• Consignes:
1. Selon le texte source, quelles institutions Laurent Bayle dirige-t-il ?
2. Comment traduire en anglais cette phrase du texte source : « Ce qui tue le développement de la musique est sa segmentation souvent artificielle. » ?

• Texte source:
____

La musique contemporaine dans tous ses états
Pour une vision élargie de la musique
Laurent Bayle, directeur de la Cité de la musique et de la Salle Pleyel et président de la future Philharmonie de Paris, revient sur les problématiques liées à la diffusion de la création.
« Ce qui tue le développement de la musique est sa segmentation souvent artificielle. »
Quel doit être pour vous le rôle d’une salle de concert en matière de musique contemporaine ?
Laurent Bayle : Tenter de donner à entendre une vision élargie de la musique, dans son évolution historique, dans ses interactions entre des formes savantes et populaires, dans l’interpénétration des cultures également – entre celles issues de la vieille Europe et celles, anciennes ou émergentes, qui nous viennent d’autres continents. C’est dans cette mise en perspective que la musique dite contemporaine prend tout son sens : ses antécédents classiques ne sont dès lors plus perçus comme un monde clos, un refuge nostalgique. Les mutations en cours et la diversité des langages d’aujourd’hui sont mises en regard avec toutes les ruptures qui ont alimenté les siècles passés.
Comment répartissez-vous la programmation d’œuvres contemporaines entre la Cité de la musique et la Salle Pleyel ?

____

• Données fournies:
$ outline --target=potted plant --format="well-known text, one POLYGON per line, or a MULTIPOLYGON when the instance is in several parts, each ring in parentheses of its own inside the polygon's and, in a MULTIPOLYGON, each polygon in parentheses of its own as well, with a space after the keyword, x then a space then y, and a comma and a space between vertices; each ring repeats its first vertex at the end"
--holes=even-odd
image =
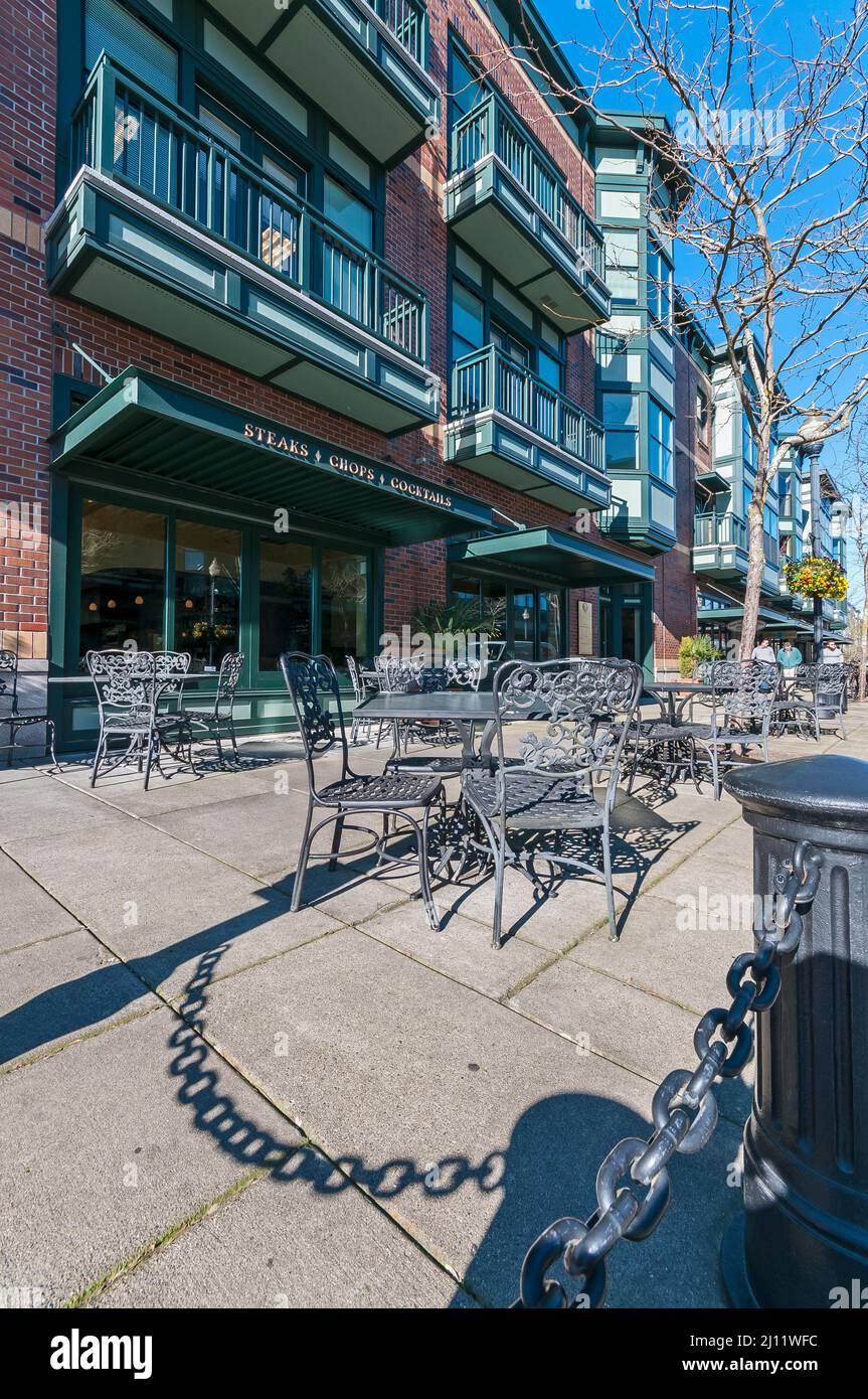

____

• Réponses par consigne:
1. La Cité de la musique et la Salle Pleyel.

2. What kills the development of music is its often artificial segmentation.